Work item:
Filter the listing below down to the lines containing the word "tall".
========================================
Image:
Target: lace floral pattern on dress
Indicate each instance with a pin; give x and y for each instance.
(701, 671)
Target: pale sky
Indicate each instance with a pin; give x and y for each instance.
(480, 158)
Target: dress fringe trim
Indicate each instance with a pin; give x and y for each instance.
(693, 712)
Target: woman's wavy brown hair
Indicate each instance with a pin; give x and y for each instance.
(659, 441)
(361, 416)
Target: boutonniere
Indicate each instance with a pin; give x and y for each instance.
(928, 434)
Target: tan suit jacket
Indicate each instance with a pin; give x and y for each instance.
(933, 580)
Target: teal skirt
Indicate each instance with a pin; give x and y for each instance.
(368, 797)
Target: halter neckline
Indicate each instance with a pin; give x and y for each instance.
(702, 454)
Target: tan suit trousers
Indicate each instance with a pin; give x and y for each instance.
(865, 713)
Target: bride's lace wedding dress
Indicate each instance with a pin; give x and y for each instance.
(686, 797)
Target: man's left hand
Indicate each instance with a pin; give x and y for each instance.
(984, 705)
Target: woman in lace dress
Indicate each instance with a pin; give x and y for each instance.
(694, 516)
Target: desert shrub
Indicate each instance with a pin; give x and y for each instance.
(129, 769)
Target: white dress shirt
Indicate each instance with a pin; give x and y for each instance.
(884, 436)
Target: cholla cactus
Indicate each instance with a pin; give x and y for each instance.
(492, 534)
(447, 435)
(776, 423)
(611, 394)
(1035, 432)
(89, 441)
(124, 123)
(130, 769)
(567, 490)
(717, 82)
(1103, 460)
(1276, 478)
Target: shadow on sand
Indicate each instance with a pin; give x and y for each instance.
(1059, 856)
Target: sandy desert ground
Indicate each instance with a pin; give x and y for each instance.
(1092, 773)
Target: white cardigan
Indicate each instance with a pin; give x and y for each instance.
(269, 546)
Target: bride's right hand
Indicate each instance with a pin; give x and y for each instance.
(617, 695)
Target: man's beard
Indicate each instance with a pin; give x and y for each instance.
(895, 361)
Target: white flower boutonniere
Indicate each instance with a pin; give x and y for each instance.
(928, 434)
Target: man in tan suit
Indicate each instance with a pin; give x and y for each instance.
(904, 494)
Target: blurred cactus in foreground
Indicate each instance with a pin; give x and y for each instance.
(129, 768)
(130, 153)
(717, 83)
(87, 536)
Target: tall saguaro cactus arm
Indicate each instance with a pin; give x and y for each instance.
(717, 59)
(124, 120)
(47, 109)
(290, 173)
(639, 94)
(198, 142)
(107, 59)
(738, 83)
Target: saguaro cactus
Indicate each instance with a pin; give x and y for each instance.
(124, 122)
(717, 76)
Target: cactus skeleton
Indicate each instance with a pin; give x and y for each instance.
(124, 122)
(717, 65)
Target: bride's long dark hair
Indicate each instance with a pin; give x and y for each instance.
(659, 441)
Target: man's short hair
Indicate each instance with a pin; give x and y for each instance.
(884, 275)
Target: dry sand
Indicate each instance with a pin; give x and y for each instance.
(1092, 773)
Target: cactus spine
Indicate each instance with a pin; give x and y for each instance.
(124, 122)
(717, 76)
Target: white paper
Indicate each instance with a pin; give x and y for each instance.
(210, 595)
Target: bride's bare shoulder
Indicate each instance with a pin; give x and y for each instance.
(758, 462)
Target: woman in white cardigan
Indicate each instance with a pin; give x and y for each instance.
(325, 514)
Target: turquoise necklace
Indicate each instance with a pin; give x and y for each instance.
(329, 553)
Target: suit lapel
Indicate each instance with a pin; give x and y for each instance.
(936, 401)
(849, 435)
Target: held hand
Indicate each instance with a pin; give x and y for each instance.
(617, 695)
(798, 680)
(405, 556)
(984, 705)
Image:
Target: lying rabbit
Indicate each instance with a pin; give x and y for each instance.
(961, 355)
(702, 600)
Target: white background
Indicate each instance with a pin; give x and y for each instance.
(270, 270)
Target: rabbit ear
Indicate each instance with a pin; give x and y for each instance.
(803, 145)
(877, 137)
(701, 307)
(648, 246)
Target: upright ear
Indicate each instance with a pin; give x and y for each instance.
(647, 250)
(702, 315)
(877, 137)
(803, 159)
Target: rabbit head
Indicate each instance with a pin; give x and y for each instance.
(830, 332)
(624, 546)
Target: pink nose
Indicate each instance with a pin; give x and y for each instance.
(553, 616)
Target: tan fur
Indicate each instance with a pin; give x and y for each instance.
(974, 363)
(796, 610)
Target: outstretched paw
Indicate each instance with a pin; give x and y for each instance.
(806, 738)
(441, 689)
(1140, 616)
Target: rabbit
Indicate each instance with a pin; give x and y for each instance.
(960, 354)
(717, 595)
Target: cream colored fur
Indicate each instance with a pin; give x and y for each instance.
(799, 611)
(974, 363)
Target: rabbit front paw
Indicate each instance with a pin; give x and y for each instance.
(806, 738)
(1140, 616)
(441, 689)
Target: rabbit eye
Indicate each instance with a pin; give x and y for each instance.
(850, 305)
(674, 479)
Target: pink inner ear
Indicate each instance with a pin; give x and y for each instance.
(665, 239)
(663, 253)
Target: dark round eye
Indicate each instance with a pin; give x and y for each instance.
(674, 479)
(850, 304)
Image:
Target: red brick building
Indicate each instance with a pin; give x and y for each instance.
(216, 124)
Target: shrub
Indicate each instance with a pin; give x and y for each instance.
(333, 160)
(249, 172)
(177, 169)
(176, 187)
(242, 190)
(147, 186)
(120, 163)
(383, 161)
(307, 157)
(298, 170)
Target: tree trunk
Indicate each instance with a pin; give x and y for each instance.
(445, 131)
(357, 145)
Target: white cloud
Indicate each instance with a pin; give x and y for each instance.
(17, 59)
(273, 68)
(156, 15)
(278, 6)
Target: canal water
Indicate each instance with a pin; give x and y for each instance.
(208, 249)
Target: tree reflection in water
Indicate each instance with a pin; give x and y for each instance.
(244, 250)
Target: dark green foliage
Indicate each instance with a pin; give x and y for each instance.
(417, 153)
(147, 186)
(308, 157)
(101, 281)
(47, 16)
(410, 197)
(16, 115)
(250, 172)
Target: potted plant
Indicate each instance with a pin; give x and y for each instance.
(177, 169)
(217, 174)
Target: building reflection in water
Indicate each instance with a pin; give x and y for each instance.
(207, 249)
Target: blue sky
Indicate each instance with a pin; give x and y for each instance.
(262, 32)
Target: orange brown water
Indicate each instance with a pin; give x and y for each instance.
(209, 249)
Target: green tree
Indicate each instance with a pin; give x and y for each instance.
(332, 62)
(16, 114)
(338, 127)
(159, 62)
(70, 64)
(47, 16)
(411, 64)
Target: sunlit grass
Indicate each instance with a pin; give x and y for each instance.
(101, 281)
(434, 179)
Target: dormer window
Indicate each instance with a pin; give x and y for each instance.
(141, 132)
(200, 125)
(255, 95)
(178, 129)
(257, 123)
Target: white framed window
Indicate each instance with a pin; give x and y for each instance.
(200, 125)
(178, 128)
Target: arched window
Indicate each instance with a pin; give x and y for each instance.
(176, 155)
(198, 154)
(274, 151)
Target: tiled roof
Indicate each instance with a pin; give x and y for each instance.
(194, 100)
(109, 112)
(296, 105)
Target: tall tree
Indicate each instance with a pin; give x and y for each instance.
========================================
Exercise result:
Target: tall saguaro cactus arm
Target: tall tree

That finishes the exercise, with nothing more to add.